## Records for this exercise
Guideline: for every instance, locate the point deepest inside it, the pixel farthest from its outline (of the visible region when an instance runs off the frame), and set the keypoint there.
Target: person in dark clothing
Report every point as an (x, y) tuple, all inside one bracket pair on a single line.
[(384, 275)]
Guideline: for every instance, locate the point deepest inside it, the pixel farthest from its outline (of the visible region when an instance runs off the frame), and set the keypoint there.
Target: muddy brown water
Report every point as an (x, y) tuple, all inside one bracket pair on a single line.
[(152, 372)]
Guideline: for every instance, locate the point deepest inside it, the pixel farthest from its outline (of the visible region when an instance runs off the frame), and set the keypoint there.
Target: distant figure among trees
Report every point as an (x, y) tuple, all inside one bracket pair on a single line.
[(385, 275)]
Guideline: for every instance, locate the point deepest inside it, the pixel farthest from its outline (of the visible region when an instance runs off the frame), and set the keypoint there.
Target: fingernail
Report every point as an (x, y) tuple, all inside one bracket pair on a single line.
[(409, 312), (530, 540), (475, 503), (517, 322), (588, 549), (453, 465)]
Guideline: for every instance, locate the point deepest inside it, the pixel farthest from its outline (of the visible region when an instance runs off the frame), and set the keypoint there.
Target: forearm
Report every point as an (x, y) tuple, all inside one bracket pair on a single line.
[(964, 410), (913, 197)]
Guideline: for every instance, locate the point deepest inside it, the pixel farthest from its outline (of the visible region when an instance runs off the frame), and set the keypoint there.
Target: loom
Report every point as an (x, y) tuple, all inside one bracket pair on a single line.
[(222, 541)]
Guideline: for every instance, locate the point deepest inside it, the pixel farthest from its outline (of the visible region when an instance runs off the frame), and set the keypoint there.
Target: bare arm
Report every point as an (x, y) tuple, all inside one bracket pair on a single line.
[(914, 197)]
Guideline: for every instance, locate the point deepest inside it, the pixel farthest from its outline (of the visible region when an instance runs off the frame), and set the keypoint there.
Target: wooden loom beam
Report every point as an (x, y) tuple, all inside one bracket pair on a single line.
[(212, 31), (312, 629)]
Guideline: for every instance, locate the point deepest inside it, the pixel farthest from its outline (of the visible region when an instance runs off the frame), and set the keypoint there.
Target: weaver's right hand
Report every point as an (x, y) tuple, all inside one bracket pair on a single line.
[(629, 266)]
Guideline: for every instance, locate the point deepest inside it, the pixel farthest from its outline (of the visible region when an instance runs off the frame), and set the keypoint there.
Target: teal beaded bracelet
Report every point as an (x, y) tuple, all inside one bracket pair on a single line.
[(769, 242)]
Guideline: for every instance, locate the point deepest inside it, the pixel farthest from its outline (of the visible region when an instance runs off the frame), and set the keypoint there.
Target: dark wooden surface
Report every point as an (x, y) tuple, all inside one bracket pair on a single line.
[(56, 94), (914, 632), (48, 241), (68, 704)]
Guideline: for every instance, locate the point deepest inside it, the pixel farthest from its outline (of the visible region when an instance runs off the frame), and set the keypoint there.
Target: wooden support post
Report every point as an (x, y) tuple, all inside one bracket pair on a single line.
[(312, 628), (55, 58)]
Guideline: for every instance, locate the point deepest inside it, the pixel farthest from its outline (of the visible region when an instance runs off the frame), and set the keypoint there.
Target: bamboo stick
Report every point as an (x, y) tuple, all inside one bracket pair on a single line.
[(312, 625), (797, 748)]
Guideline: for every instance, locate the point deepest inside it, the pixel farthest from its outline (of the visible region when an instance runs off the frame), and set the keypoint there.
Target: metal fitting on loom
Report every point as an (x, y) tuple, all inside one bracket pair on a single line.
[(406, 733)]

...

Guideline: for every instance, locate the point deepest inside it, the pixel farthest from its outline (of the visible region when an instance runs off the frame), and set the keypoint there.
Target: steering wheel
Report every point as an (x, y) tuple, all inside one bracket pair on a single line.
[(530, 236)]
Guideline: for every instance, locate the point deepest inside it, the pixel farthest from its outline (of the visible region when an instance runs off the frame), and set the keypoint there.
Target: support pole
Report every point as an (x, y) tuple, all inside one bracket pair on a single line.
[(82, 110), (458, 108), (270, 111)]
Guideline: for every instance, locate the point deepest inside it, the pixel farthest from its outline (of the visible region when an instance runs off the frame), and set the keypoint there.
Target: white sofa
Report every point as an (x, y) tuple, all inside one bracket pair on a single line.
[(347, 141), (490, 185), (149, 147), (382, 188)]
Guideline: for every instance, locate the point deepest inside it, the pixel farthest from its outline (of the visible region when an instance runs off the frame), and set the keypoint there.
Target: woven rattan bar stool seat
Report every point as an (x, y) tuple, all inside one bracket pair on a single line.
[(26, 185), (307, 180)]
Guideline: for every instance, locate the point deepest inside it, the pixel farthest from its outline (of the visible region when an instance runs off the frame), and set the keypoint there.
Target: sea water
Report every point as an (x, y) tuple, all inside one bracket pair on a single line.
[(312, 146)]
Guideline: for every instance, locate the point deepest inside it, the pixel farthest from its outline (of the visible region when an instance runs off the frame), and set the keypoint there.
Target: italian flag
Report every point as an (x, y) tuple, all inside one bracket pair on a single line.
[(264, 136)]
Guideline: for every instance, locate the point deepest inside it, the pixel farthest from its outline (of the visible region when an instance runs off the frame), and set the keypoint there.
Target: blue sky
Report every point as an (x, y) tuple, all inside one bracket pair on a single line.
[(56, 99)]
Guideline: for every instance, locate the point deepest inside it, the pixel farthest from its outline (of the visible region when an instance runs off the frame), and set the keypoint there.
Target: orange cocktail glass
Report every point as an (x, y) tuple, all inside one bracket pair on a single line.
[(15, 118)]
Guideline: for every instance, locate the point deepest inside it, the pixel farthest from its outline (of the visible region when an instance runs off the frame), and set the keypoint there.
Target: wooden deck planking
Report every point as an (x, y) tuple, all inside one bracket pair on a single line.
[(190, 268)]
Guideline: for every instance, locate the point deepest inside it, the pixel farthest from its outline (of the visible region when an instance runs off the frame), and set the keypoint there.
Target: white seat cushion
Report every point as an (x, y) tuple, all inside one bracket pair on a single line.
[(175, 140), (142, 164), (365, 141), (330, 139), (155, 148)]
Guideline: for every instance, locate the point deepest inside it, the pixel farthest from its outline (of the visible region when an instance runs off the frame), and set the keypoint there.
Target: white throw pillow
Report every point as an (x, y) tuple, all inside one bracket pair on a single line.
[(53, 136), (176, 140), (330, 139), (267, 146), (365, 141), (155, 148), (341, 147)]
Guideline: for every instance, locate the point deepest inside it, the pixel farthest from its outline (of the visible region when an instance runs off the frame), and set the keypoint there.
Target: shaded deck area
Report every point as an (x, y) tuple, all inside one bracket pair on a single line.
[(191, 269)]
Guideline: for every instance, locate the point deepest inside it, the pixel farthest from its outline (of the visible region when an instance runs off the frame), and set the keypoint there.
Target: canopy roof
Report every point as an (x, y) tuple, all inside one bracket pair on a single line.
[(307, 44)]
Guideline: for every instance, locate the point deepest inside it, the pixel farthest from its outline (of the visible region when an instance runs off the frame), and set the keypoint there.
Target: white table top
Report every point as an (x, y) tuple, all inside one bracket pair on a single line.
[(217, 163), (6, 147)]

## Problem requirements
Pull out every line in the rows above that contains the string "water". Case counts.

## Final result
Target: muddy brown water
Target: sea water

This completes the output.